##### Given records #####

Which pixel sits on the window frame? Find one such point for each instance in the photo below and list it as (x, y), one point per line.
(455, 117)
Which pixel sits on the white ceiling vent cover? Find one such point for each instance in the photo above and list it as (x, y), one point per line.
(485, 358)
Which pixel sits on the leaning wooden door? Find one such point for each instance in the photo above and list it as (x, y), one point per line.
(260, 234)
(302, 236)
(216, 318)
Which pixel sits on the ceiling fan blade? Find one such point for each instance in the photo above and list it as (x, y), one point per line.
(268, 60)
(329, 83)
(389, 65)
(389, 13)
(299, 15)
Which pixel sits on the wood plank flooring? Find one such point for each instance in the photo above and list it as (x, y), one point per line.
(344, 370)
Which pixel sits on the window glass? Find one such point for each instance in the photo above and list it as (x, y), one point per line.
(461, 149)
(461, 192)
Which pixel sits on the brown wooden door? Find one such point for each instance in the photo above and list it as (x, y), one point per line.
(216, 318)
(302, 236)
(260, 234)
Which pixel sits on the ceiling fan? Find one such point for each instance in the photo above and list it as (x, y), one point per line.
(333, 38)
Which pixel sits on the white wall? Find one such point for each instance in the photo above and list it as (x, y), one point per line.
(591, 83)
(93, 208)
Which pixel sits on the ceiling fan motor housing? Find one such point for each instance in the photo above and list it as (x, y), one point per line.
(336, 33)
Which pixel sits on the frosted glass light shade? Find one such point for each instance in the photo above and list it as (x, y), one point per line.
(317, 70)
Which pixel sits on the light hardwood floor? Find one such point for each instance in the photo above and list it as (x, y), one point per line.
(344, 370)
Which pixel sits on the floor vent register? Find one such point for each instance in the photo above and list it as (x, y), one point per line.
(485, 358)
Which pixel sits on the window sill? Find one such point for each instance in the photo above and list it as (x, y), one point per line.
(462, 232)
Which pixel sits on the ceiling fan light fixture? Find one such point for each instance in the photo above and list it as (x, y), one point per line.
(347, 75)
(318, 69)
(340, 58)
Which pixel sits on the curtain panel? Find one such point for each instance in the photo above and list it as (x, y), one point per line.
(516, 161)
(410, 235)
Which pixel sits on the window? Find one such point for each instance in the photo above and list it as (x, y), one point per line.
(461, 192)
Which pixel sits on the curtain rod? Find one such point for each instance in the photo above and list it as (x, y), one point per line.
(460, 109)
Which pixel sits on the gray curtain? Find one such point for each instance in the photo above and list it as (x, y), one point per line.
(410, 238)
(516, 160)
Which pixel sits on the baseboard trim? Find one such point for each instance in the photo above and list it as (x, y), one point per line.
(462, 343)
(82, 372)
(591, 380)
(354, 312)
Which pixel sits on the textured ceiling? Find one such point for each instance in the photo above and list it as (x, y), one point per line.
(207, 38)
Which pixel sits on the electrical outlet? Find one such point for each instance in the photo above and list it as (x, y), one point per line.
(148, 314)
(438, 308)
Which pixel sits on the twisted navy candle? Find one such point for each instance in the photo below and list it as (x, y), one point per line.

#####

§ **To be done**: Turn the part of the items that opens with the line containing "Which pixel sits on the window?" and runs through the last line of the items into a numbered list, with blank lines left out.

§ **Solution for this task**:
1. Which pixel sits on the window? Find one such point for each instance in the photo above and list it as (x, y), one point per line.
2. (461, 192)
3. Which pixel sits on the curtain rod? Find one such point for each instance in the photo above and list it as (x, y), one point per line.
4. (460, 109)
5. Which pixel sits on the gray curtain? Find one such point for each instance in the photo above and list it as (x, y), one point per line.
6. (410, 238)
7. (516, 160)
8. Which pixel sits on the baseboard trim? Find one such point for each instance in the photo above and list it as (x, y), one point per line.
9. (462, 343)
10. (82, 372)
11. (591, 380)
12. (354, 312)
13. Which pixel sits on the textured ceiling? Find one such point for each instance in the photo above and list it as (x, y), one point per line.
14. (207, 38)
15. Which pixel sits on the electrical outlet? Find one such point for each instance in the photo above and list it as (x, y), one point per line.
16. (148, 314)
17. (438, 308)
18. Which pixel sits on the twisted navy candle? Find one such point for each instance in the photo below and list it as (x, y), one point per line.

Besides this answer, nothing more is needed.